What to work on
Leave out the pictures and copy each record below exactly.
* Start Dataset content *
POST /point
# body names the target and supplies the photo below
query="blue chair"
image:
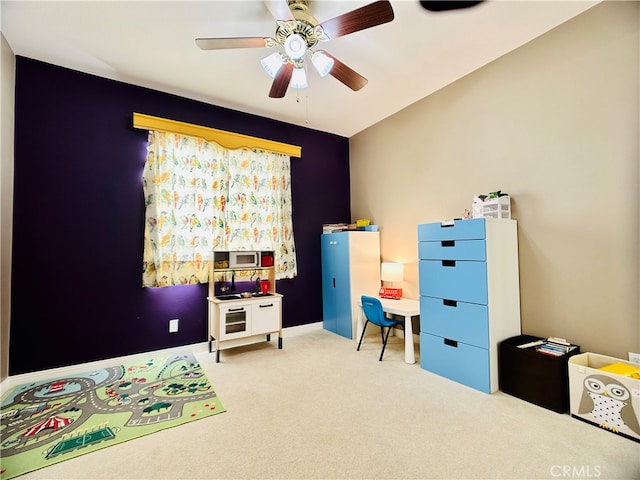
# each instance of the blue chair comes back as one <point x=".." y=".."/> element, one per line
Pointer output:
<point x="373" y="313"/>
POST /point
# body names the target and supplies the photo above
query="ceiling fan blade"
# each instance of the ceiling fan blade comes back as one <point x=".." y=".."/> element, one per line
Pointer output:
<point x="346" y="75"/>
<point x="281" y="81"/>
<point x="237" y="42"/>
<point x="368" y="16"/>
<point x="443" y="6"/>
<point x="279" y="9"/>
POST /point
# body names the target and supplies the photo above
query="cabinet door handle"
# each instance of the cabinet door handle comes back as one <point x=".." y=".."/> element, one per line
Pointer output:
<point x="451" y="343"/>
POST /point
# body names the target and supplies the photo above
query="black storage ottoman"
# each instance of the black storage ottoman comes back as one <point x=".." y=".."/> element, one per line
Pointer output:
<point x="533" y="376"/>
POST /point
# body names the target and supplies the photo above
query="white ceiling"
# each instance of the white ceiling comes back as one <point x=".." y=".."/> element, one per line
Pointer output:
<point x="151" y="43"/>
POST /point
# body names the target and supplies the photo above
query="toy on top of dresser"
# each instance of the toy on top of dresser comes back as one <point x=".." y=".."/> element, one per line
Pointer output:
* End Dataset content *
Result for this exercise
POST /point
# body names the target and supplies the photo below
query="blue chair"
image:
# each instance of the blue chair comes back as one <point x=".." y=".."/> element, one per line
Pointer output:
<point x="373" y="313"/>
POST /point
# body names the target and supplies the photo above
query="ceiling fan blade"
# each instance of the ceiling fan blade comes back as one <point x=".." y=".."/> element, one per line
Pointer output:
<point x="346" y="75"/>
<point x="281" y="81"/>
<point x="237" y="42"/>
<point x="368" y="16"/>
<point x="443" y="6"/>
<point x="279" y="9"/>
POST /point
# body names the target and supplies the photo above
query="cabinet door handle"
# each instance of the cabinet door handle comes back as one <point x=".." y=".."/> element, one per line
Pointer output:
<point x="451" y="343"/>
POST /point
# body names the target and supplies the photo above
query="black storage ottoman"
# each instance of the black storage ottoman comes back as one <point x=".." y=".."/> element, one per line
Pointer output:
<point x="533" y="376"/>
POST /point
# body names the target and supplies the photo above
query="white ceiling"
# each instance of the white ceiling comes back as one <point x=".." y=".."/> element, one per line
Pointer output:
<point x="151" y="43"/>
POST /point
# body names the target and supplies the photo above
query="toy on top of dresser"
# each instance of the toy on top of dresser comes back as one <point x=".." y=".."/> element, one per line
Pointer output:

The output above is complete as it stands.